_Problem description_: Please lay out only the lines of the material below from the line containing "Target: woman in green vest" through the end of the material as a JSON list of strings, one string per line, with blank lines left out.

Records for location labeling

====

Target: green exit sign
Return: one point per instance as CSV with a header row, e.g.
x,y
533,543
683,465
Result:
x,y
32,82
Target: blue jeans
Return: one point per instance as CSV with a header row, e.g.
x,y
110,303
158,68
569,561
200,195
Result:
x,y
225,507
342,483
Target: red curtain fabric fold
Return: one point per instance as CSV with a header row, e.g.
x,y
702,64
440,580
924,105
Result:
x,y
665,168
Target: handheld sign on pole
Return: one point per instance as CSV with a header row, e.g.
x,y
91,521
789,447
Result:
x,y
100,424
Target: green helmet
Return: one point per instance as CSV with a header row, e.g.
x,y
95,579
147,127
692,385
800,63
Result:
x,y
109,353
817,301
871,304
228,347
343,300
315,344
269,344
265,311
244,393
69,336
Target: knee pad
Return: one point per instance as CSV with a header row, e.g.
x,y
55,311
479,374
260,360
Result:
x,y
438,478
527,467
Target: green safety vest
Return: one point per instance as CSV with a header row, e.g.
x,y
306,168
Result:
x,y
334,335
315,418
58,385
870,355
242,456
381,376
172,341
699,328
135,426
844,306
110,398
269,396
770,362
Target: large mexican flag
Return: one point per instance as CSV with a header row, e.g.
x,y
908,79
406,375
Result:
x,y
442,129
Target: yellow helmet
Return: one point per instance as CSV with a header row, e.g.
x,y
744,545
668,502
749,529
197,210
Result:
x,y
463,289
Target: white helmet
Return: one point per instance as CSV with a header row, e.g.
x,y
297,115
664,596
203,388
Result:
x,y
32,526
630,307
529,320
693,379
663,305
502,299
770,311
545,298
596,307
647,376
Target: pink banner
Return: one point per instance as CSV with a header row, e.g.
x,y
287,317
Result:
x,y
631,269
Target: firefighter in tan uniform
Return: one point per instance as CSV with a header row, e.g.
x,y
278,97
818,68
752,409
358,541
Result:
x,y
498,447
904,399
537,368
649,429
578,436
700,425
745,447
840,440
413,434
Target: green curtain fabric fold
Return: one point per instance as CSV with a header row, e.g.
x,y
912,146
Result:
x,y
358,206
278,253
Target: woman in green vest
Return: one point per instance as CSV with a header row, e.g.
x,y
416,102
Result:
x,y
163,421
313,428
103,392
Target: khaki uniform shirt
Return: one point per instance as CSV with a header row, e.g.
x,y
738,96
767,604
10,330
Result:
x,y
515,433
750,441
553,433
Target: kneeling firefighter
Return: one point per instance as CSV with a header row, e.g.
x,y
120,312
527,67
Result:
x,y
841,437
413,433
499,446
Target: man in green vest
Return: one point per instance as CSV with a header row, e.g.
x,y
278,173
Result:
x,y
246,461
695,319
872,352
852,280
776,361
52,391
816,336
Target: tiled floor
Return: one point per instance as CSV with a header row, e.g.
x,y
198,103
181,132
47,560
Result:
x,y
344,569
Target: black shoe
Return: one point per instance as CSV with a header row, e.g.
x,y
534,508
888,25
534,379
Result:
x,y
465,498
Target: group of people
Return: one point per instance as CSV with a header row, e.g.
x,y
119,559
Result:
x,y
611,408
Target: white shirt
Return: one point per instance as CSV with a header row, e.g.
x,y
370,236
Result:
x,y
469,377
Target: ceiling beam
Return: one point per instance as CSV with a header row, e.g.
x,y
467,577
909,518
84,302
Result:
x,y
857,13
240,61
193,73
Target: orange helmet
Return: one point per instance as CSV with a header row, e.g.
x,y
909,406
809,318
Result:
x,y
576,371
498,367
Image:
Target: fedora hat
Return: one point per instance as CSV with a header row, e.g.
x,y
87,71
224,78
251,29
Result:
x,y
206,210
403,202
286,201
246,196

====

_Result of the task_:
[
  "Target: woman in green vest",
  "Return: one point per instance as CSV with a header row, e.g.",
  "x,y",
  "416,102",
  "Result:",
  "x,y",
  "163,421",
  "313,428",
  "103,392",
  "Target: khaki uniform shirt",
  "Return: one point per instance as CSV with a header row, e.g.",
  "x,y",
  "738,96",
  "767,604",
  "10,330",
  "Result:",
  "x,y",
  "515,433",
  "750,441",
  "553,433",
  "Target: kneeling firefighter",
  "Return: one point per instance as CSV with a header row, e.g.",
  "x,y",
  "120,312",
  "527,67",
  "Result:",
  "x,y",
  "841,437",
  "413,433",
  "499,446",
  "Target: man in green vest",
  "Return: one point per instance as CSV with a header row, e.g.",
  "x,y",
  "278,173",
  "Result:",
  "x,y",
  "246,461",
  "695,319",
  "872,352",
  "852,280",
  "776,361",
  "52,391",
  "816,336",
  "Target: tiled floor",
  "Return: one point per instance as CSV with a header row, e.g.",
  "x,y",
  "198,103",
  "181,132",
  "47,560",
  "Result:",
  "x,y",
  "344,569",
  "Target: black shoe",
  "Return: one point per instance as CSV with a header row, e.g.",
  "x,y",
  "534,508",
  "888,25",
  "534,379",
  "Result:",
  "x,y",
  "465,498",
  "Target: group of people",
  "Return: one point per instance as CSV with a header row, e.g.",
  "x,y",
  "119,559",
  "Result:",
  "x,y",
  "611,408",
  "Target: white shirt",
  "Return: one point per instance as CSV with a header row, e.g.",
  "x,y",
  "370,236",
  "Result:",
  "x,y",
  "469,377",
  "Target: ceiling beam",
  "Return: one point per instance as CSV with a header row, e.g.",
  "x,y",
  "467,577",
  "909,518",
  "84,302",
  "Result:",
  "x,y",
  "857,13",
  "240,61",
  "193,73",
  "Target: orange helmet",
  "Return: one point per instance as CSV with a header row, e.g.",
  "x,y",
  "909,406",
  "809,318",
  "Result:",
  "x,y",
  "576,371",
  "498,367",
  "Image:",
  "Target: fedora hat",
  "Return: one point per instance as CSV with a header row, e.g.",
  "x,y",
  "87,71",
  "224,78",
  "251,29",
  "Result:",
  "x,y",
  "206,210",
  "403,202",
  "286,201",
  "246,196"
]